• Source document:

>>>>>

When art imitates my life...
it makes me stop and think. That happened today. I'm still amazed by how it resonated with me. I'm still sitting here shaking my head over how I could have been so dumb.I was sick. We all know that by now. I nearly died. But what most people don't know is that when I came out of the coma and continued my recovery, I'd been flat on my back for weeks. You can't get up and just resume walking after something like that. I needed physical therapy and put out a lot of effort the previous time I'd been ill and that was only 11 days in ICU. I couldn't stand, let alone walk.
And the physical therapists at the first hospital where I was treated were very helpful. They cajoled. They encouraged. They demanded, but not in a sadistic way. Eventually they got me to stand, with the aid of a piece of equipment.
Then I transferred to a sub-acute facility. Where the therapist was dedicated but just didn't seem to mesh with me. As a result I lost interest in physical therapy. I didn't progress as fast as I might have. Mostly because I didn't do the required work.
So in the episode of the medical drama I watched today, I saw a woman who'd undergone far more than I did (she lost a leg and had to have both arms surgically re-attached as well as nearly dying) decide she wasn't going to do the work. And I felt bad. Not for her. For not having done better when I was the one lying in bed, feeling sorry for himself.
Life imitates art. Art imitates life. I can't imitate others. I have to be me. But I can be a better me. I can be the best me I know how to be. That means doing the required work even when I don't feel like it.

<<<<<

• Your objective:
Write out the passage of the recovery post starting at "So in the episode" and ending at "sorry for himself.", with no changes. The entries that come next are not needed for this work.

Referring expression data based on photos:
>>>>>

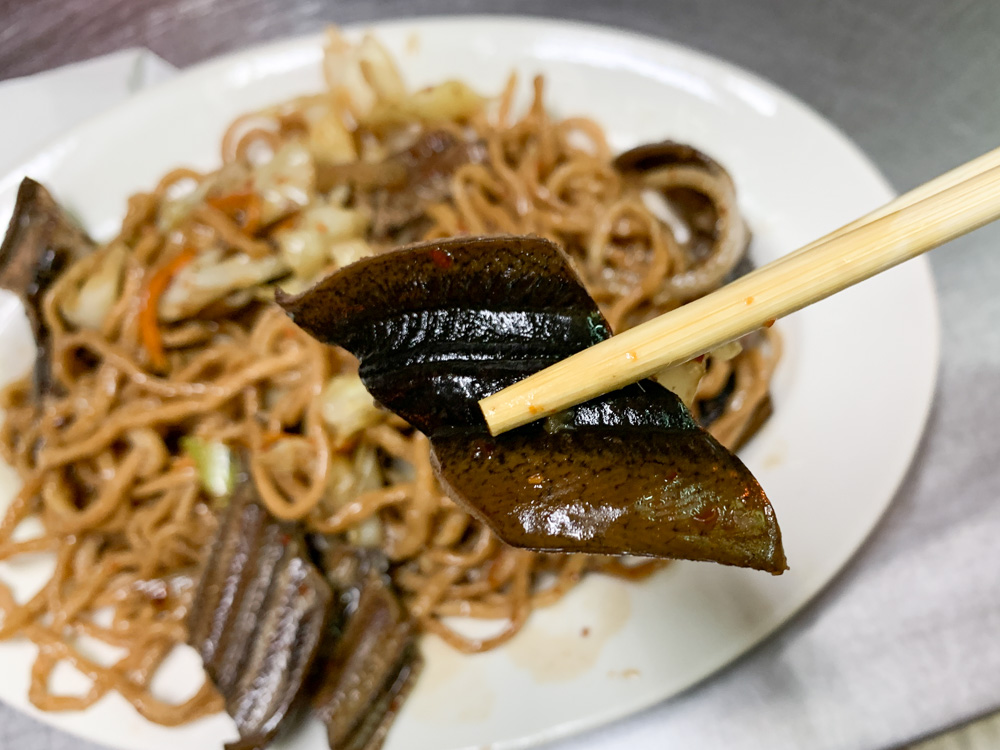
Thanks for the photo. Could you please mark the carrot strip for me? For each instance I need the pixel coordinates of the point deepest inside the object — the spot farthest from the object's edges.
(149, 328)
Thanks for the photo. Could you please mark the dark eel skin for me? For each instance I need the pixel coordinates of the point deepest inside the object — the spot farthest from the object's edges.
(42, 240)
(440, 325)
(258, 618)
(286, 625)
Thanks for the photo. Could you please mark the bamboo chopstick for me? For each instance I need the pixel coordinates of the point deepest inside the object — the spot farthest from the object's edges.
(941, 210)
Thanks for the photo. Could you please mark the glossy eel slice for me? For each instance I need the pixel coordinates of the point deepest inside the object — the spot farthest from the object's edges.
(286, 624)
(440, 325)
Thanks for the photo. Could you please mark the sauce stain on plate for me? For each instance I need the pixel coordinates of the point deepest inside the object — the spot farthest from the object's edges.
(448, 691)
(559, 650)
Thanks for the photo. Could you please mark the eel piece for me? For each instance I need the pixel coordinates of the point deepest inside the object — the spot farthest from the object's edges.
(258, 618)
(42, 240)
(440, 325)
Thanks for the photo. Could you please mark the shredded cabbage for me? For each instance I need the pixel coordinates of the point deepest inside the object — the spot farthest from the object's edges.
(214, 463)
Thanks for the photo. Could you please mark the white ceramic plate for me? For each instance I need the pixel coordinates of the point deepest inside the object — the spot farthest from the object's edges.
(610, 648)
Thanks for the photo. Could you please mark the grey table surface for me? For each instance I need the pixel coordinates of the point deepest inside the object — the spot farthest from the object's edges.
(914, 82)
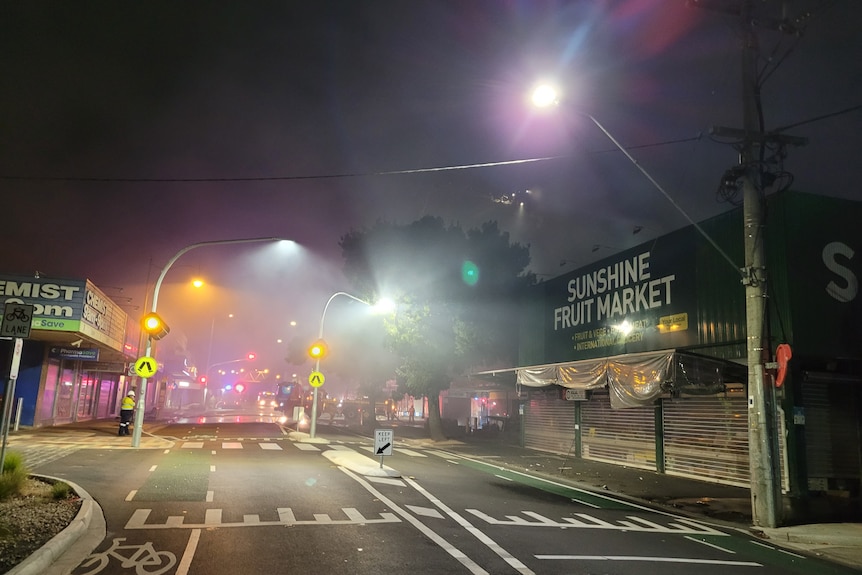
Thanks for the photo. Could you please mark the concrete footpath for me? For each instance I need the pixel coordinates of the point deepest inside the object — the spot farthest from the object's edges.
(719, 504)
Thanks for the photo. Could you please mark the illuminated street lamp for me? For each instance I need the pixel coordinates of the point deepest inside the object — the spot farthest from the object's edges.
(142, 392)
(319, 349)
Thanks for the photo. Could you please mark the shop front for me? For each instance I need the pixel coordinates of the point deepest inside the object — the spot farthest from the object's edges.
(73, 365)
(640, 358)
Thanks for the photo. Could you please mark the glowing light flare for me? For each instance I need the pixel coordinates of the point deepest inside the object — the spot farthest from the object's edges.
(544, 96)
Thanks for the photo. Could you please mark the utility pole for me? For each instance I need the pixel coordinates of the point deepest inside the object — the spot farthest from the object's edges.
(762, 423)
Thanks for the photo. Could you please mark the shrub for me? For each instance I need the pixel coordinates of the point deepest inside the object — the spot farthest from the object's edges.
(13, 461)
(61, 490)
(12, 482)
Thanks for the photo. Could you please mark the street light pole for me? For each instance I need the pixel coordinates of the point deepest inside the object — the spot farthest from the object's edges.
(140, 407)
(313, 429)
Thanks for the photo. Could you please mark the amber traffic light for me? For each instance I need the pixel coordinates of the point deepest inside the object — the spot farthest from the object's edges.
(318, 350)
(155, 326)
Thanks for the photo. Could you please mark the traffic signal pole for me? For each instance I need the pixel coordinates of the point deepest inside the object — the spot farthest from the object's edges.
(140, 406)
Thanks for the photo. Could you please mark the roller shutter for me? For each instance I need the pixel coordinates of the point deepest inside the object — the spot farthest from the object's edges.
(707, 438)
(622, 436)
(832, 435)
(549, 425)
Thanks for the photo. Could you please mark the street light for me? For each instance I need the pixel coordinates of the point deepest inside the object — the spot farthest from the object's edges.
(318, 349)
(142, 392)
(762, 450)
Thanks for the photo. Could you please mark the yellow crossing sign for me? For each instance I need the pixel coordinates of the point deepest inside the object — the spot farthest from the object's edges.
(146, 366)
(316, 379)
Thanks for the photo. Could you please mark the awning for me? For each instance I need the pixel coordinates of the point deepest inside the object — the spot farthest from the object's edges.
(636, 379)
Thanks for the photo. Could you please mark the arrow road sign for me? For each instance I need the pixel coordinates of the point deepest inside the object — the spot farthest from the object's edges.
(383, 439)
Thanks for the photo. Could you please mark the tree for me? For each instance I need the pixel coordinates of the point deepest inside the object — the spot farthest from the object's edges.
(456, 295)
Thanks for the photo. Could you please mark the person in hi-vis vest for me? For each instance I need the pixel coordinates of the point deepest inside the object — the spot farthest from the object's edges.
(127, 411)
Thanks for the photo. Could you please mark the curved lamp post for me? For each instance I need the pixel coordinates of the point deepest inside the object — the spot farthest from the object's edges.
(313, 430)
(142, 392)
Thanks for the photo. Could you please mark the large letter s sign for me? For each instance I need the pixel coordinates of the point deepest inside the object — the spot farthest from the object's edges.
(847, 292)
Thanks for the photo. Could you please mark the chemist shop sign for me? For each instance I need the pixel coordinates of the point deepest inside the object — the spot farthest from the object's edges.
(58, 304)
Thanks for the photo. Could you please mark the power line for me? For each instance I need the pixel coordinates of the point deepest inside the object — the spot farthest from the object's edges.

<<<<<

• Response box:
So in the episode of the medical drama I watched today, I saw a woman who'd undergone far more than I did (she lost a leg and had to have both arms surgically re-attached as well as nearly dying) decide she wasn't going to do the work. And I felt bad. Not for her. For not having done better when I was the one lying in bed, feeling sorry for himself.